#### RECORDS ####

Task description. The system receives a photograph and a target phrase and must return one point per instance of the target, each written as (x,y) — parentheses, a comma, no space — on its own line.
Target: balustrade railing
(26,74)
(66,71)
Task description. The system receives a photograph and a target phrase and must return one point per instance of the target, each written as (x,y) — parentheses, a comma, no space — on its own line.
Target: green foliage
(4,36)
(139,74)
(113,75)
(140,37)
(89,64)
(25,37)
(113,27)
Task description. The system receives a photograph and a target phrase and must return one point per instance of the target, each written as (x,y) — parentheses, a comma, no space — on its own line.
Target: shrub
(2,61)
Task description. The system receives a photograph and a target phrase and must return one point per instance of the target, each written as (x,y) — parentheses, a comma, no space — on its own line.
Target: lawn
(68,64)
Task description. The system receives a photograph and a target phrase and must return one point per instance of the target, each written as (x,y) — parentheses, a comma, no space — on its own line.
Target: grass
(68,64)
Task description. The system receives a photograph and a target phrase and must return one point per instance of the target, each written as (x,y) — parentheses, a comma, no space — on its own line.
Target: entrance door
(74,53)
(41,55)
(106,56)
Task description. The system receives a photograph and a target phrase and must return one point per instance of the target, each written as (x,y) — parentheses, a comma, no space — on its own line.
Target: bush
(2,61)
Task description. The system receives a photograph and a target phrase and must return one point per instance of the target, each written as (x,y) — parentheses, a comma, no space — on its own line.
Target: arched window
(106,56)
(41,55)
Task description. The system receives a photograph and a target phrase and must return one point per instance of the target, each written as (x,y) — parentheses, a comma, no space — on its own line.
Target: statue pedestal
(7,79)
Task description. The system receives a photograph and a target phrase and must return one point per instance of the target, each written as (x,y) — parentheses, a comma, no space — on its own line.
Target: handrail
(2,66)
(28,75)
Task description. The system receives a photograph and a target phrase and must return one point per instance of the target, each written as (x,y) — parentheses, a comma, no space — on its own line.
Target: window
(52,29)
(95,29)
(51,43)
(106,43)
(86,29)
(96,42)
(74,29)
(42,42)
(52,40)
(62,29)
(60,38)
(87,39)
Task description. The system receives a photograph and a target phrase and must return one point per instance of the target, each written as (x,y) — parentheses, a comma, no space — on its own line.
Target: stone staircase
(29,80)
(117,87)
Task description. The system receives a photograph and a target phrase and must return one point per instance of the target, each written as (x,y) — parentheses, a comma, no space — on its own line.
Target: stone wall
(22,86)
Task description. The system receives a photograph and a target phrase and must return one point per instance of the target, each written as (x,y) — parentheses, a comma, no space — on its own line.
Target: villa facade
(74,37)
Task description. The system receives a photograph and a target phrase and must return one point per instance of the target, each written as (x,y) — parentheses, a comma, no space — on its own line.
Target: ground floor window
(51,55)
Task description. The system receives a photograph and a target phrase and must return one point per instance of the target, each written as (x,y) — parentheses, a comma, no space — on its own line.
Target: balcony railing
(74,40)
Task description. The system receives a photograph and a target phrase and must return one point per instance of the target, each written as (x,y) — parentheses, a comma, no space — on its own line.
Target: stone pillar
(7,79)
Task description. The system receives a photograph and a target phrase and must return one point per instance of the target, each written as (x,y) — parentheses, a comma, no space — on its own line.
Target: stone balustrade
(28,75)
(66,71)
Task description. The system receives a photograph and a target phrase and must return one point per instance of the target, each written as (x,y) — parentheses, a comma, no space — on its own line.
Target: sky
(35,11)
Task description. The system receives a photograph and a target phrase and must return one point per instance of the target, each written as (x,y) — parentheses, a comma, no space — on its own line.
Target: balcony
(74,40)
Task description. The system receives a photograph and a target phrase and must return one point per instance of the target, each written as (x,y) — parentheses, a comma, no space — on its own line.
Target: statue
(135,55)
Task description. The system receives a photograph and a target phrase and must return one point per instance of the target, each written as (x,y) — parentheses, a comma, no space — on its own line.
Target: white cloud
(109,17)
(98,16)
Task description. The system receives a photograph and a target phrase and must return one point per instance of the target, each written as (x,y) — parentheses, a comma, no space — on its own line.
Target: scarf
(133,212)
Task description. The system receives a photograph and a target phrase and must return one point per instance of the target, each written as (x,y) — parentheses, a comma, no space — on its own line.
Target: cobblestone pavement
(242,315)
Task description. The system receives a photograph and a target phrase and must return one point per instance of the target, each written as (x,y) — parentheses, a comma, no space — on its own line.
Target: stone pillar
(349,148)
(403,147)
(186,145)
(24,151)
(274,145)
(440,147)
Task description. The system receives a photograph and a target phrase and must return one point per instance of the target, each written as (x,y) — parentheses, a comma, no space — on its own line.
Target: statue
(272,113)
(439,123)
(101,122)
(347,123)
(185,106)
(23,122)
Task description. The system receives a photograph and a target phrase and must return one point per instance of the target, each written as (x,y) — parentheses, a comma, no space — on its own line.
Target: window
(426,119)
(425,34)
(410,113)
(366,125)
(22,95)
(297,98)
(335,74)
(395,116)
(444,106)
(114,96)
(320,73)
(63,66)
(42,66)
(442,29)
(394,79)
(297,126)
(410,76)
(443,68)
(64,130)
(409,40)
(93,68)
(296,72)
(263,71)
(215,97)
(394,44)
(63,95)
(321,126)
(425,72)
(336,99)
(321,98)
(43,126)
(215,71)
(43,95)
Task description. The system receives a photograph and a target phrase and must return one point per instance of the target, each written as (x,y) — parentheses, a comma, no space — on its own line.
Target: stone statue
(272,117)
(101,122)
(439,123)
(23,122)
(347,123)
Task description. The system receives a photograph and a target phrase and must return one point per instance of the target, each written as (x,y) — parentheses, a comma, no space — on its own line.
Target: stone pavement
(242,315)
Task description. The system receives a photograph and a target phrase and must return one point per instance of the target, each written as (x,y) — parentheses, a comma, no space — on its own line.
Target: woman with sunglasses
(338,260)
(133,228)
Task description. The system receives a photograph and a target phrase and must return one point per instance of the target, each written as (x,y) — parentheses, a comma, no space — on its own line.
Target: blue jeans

####

## TASK BRIEF
Write out the material from the first line to the last, exactly.

## SOLUTION TO THIS TASK
Task description. The system receives a photograph and a target phrase and must return one point per instance of the target, each written as (x,y) — parentheses, a comma, no space — on its own line.
Target: balustrade railing
(26,74)
(66,71)
Task description. The system receives a photograph and a target phrase and must return one point per instance of the target, each written as (x,y) — parentheses, a comma, no space — on its own line.
Target: green foliage
(4,36)
(139,74)
(113,75)
(140,37)
(89,64)
(25,37)
(113,27)
Task description. The system receives a photograph and a target phrase and must return one point per instance of the target, each written as (x,y) — parentheses, a comma, no space — on its own line.
Target: shrub
(2,61)
Task description. The system receives a photograph and a target phrase and must return one point per instance of the target, each written as (x,y) — parentheses, a comma, no space — on its own line.
Target: lawn
(68,64)
Task description. The system receives a photograph and a target phrase and must return one point per instance of the target, each written as (x,y) — parentheses, a comma, no space — on its own line.
Target: grass
(68,64)
Task description. The system receives a photograph and a target phrase and must return one point per instance of the target, each written as (x,y) — parentheses, a comma, no space — on its own line.
Target: entrance door
(74,53)
(41,55)
(106,56)
Task description. The system receives a photograph and a target phrase and must return one point per instance of the target, each written as (x,y) — parentheses, a comma, no space — on its own line.
Target: bush
(2,61)
Task description. The system receives a photograph and a target phrase and must return one point per instance of the target, each written as (x,y) — parentheses, a comma, no space — on its own line.
Target: arched window
(106,56)
(41,55)
Task description. The system receives a photograph and a target phrase and must return one point per instance of the target, each written as (x,y) — parentheses, a comma, no space — on its own line.
Target: statue pedestal
(7,79)
Task description. The system receives a photograph and a target phrase and must return one point per instance of the target, each written as (x,y) — parentheses, a comma, no space — on its own line.
Target: handrail
(2,66)
(28,75)
Task description. The system receives a photograph and a target phrase and must return one point per instance of the target, each written as (x,y) — parentheses, a comma, no space — on its own line.
Target: window
(52,29)
(95,29)
(51,43)
(106,43)
(86,29)
(96,42)
(74,29)
(42,42)
(52,40)
(62,29)
(60,38)
(87,39)
Task description. The system receives a photograph and a target phrase and must return one point per instance of the target, each written as (x,y) — parentheses, a comma, no space — on its own line.
Target: stone staircase
(29,80)
(117,87)
Task description. The system receives a photograph and a target phrase and must return one point per instance of the target, each written as (x,y) — parentheses, a comma, no space — on its own line.
Target: stone wall
(22,86)
Task description. The system receives a photograph and a target phrase and must return one point per instance of the target, each written as (x,y) — parentheses, a comma, no space — on its own line.
Target: villa facade
(74,37)
Task description. The system receives a photograph and a target phrase and must return one point per instance of the target, each written as (x,y) — parentheses, a comma, no space — on its own line.
Target: ground floor window
(51,55)
Task description. The system receives a photograph and a target phrase and must return one point per instance of the target, each written as (x,y) — parentheses, a comma, no space — on its own line.
Target: balcony railing
(74,40)
Task description. The system receives a photograph and a target phrase and must return one point per instance of the target, each written as (x,y) — parentheses, a comma, no space — on its own line.
Target: stone pillar
(7,79)
Task description. The system receives a photograph and a target phrase and must return one point per instance of the target, each written as (x,y) — parentheses, a comma, no space — on its own line.
Target: stone balustrade
(28,75)
(66,71)
Task description. The system receives a photograph and a target phrase and must return one point per instance of the target, each written as (x,y) — parentheses, a comma, no space — on its own line.
Target: sky
(35,11)
Task description. The system receives a photograph and a target phrase and must return one point per instance of the target, each written as (x,y) — parentheses, a comma, no space — on its own line.
Target: balcony
(74,40)
Task description. The system receives a photograph and a target phrase and must return one point per instance of the target, each written as (x,y) — parentheses, a comma, no space — on its own line.
Target: statue
(135,55)
Task description. The system receives a photograph and a target phrase and must return one point per instance of the target, each written as (x,y) — parentheses, a comma, no space — on its own line.
Target: white cloud
(109,17)
(98,16)
Task description. The system receives a photograph and a target phrase and must return one point per instance of the target, each written as (x,y) — parentheses, a comma, no space — on its own line.
Target: scarf
(133,212)
Task description. The system receives a photograph and a target phrase and must return one point per instance of the target, each written as (x,y) — parentheses, a comma, no space — on its own line.
Target: cobblestone pavement
(242,315)
Task description. The system receives a photograph and a target phrase and must return one point per instance of the target, each written as (x,y) — parentheses, a comma, no space — on its own line.
Target: stone pillar
(349,148)
(403,147)
(186,145)
(24,151)
(274,145)
(440,147)
Task description. The system receives a photograph and a target phrase and must return one point per instance of the target, each written as (x,y) — parentheses, a comma, no space — on its own line.
Target: statue
(272,113)
(439,123)
(101,122)
(347,123)
(185,106)
(23,122)
Task description. The system receives a photograph and a target phrase and must return one point per instance of the target, each written as (x,y) — parentheses, a comma, no space — on its own line.
Target: window
(426,119)
(425,34)
(410,113)
(366,125)
(22,95)
(297,98)
(335,74)
(395,116)
(444,106)
(114,96)
(320,73)
(63,66)
(42,66)
(442,29)
(394,79)
(297,126)
(410,76)
(443,68)
(64,130)
(409,40)
(93,68)
(296,72)
(263,71)
(215,97)
(394,44)
(63,95)
(321,126)
(425,72)
(336,99)
(321,98)
(43,126)
(215,71)
(43,95)
Task description. The system receives a photograph and a target phrase and must return one point per instance of the target, each written as (x,y) — parentheses, a comma, no space — on its own line.
Target: stone statue
(272,117)
(101,122)
(439,123)
(23,122)
(347,123)
Task description. The system receives a photograph and a target phrase and must return one point per instance of the target, each written as (x,y) — parentheses, a comma, no space — on its own line.
Target: stone pavement
(242,315)
Task description. The system receives a photograph and a target phrase and must return one point per instance of the target, each written as (x,y) — parentheses, a comma, no space — on its own line.
Target: woman with sunglasses
(338,260)
(133,228)
Task description. The system receives a photograph and a target phrase and must return one point per instance of the target, each written as (x,y) — parentheses, a comma, no space — on its own line.
Target: blue jeans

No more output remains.